本文抜粋 ->
* * *
説明

異物検査方法及び装置

【課題】シート状の被検査物について、幅寸法が大きかったり、材質が非透光性であっても、表面の微小異物の検出が可能で、また被検査物幅方向における検出感度や検出最小サイズがばらつかない異物検査方法、装置を提供する。
【解決手段】シート状の被検査物1を搬送路途中で受けローラ2に巻き掛けて搬送させ、その巻掛け搬送部分1aの幅方向に交差する方向から、その巻掛け搬送部分1aの搬送方向所望位置の幅方向両端を結ぶ線上の被検査部の表面1bに沿って、正面視が線状のレーザ光3を照射する。そしてこの線状レーザ光3を、被検査部表面1b及びその直上部分を挟んだ対向位置で受光してその光量を測定し、この測定結果に基づいて被検査物1の表面に異物4があるか否かを判定する。レーザ光のビームウェストの影響を受けずに、また非透光性の被検査物についてもその表面の異物の検出を可能とした。

【発明の詳細な説明】
【技術分野】
【0001】
本発明は、被検査物表面における異物、特に微小異物の有無を検査する異物検査方法及び装置に関するものである。
【背景技術】
【0002】
従来、この種の技術としては特許文献1に記載のものがあった。
これは、被検査物であるシートの走行方向に交差する方向(被検査物幅方向)から、被検査物表面に沿ってレーザ光を照射し、対向位置で受光して、レーザ光の遮光量を測定することによって被検査物表面の異物を検出するというものである。
【0003】
【特許文献1】特開平6−180295号公報
【発明の開示】
【発明が解決しようとする課題】
【0004】
しかしながら上記従来技術では、次のような問題点があった。
レーザ光は、その照射位置及び受光位置相互間の中央部分はくびれ(ビームウェスト)、端部側では広がるという性質をもつ。このため、レーザ光照射位置及び受光位置相互間の中央部分における異物の検出が難しくなり(検出下限高さが高くなり)、被検査物の幅寸法が大きい場合に、検出できる異物の最小サイズに限界が生じた。また、被検査物幅方向の中心部と端部側との間で検出感度に相違が生じた。
* * *
次の課題 ->
1. 異物検査の文書によると、シート状の被検査物は搬送路の途中で何に巻き掛けて搬送されるか。
2. 異物検査の文書のうち、「これは、被検査物であるシート」で始まり「間で検出感度に相違が生じた。」で終わる部分を、一字も変えずに書き写せ。
3. 異物検査の文書を、示された最後の文の次から書き継げ。

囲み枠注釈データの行
* * *
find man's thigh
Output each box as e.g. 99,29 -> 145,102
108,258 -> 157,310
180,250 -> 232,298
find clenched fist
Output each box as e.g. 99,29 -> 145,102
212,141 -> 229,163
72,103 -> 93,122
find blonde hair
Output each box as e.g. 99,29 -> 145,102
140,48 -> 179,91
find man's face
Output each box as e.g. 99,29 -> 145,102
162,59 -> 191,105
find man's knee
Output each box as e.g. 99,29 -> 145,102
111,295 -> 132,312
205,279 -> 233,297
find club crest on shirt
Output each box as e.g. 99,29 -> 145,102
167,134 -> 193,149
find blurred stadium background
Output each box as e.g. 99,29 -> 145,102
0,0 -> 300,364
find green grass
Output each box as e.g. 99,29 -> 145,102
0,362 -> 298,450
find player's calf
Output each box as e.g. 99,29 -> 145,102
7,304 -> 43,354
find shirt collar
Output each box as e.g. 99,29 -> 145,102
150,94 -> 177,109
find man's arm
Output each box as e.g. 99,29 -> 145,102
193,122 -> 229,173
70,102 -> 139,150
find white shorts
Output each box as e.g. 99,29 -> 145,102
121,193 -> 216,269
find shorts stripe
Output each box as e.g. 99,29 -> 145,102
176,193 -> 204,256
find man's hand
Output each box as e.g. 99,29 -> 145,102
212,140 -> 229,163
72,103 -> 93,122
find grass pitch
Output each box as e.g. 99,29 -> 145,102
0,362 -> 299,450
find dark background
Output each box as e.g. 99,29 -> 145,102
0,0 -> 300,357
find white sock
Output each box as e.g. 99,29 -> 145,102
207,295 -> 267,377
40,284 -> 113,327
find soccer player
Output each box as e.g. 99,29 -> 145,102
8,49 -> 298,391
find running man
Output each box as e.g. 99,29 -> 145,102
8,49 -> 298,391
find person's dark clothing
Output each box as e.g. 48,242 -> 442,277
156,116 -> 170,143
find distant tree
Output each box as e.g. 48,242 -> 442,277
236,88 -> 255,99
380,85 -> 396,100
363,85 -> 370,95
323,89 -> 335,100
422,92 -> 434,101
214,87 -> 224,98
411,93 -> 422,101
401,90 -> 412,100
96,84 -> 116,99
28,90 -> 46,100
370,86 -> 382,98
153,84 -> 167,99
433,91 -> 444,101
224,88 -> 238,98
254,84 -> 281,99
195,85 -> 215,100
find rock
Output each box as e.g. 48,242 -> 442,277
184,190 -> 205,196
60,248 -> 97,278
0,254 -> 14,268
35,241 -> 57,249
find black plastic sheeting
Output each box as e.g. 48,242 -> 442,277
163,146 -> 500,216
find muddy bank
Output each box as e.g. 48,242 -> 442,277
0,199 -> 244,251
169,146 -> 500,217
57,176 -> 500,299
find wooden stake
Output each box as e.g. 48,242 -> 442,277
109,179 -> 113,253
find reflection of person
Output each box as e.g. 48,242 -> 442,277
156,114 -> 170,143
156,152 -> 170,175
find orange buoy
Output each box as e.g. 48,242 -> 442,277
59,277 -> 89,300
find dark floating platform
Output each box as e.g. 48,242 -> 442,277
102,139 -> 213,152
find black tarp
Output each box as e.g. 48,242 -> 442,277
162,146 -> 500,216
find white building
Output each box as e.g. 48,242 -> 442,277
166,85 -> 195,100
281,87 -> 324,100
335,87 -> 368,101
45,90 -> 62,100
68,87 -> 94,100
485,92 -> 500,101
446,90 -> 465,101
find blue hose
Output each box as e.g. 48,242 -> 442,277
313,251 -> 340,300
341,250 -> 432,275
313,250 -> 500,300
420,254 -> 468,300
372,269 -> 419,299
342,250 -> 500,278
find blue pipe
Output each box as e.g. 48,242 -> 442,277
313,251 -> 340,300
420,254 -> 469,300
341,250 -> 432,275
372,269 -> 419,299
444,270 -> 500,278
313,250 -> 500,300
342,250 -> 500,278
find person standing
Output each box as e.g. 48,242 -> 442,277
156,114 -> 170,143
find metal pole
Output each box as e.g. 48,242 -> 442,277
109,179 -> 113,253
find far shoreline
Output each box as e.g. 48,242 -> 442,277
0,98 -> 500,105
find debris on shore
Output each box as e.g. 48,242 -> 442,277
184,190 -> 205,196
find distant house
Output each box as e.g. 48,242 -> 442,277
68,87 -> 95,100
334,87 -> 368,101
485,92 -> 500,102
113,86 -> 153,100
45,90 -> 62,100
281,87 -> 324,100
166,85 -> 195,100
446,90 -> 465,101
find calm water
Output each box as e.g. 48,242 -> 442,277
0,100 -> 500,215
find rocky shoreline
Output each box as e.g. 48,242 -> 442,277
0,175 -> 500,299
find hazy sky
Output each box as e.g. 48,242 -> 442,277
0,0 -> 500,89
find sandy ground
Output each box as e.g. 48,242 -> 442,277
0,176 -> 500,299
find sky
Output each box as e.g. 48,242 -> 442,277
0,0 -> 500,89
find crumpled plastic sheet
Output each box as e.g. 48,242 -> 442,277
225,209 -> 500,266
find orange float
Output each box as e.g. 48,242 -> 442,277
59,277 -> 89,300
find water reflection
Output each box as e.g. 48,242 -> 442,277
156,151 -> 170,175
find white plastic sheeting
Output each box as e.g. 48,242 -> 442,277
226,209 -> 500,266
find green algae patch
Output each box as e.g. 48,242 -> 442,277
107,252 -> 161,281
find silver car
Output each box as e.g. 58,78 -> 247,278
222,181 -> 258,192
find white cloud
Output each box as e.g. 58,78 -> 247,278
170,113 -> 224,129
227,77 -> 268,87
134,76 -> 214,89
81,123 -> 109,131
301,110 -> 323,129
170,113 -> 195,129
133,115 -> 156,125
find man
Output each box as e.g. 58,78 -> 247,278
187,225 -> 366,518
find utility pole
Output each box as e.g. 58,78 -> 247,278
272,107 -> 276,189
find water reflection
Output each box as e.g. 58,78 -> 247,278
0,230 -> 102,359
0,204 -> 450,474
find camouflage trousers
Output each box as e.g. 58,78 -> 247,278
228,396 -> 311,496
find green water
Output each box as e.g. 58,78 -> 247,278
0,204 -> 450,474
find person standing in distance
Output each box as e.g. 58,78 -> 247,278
* * *
解答 ->
1. 受けローラに巻き掛けて搬送される。

2.
これは、被検査物であるシートの走行方向に交差する方向(被検査物幅方向)から、被検査物表面に沿ってレーザ光を照射し、対向位置で受光して、レーザ光の遮光量を測定することによって被検査物表面の異物を検出するというものである。
【0003】
【特許文献1】特開平6−180295号公報
【発明の開示】
【発明が解決しようとする課題】
【0004】
しかしながら上記従来技術では、次のような問題点があった。
レーザ光は、その照射位置及び受光位置相互間の中央部分はくびれ(ビームウェスト)、端部側では広がるという性質をもつ。このため、レーザ光照射位置及び受光位置相互間の中央部分における異物の検出が難しくなり(検出下限高さが高くなり)、被検査物の幅寸法が大きい場合に、検出できる異物の最小サイズに限界が生じた。また、被検査物幅方向の中心部と端部側との間で検出感度に相違が生じた。

3.
また、透光性の被検査物では、検査時、レーザ光が被検査物にかかってもその光は透過してしまうので被検査物表面において散乱光は殆ど発生せず、異物検出に支障を与えない。しかし、非透光性の被検査物では、レーザ光が被検査物にかかった場合、その光は被検査物を透過せず全てが散乱光となってしまう。このため、非透光性の多層コート薄膜等の被検査物の表面にある異物の検出は困難になった。
更に、被検査物の大きさ(幅寸法)に対して、検出したい異物の大きさが著しく小さい(被検査物及び異物間のサイズ比が極めて大きい)場合には、検出できる異物のサイズに制限が生じた。例えば、被検査物の幅寸法=数百mm以上に対して、検出したい異物のサイズが1mm以下である、というような場合、受光して得られる信号の変化量は非常に小さくなってノイズとの判別が困難になり、この点からも異物の検出は困難になった。
【0005】
本発明は、上記のような実情に鑑みなされたもので、被検査物の幅寸法が大きい、特に、検出したい異物の大きさに比べて極めて大きい場合でも、また被検査物が非透光性の金属等であっても、微小の異物の検出が可能で、更に、被検査物幅方向の中心部と端部側との間の検出感度に相違が生じることもなく、被検査物幅方向の各位置における検出可能な異物の最小サイズもばらつかない異物検査方法及び装置を提供することを課題とする。
【課題を解決するための手段】
【0006】
上記課題は、異物検査方法及び装置を下記各態様の構成とすることによって解決される。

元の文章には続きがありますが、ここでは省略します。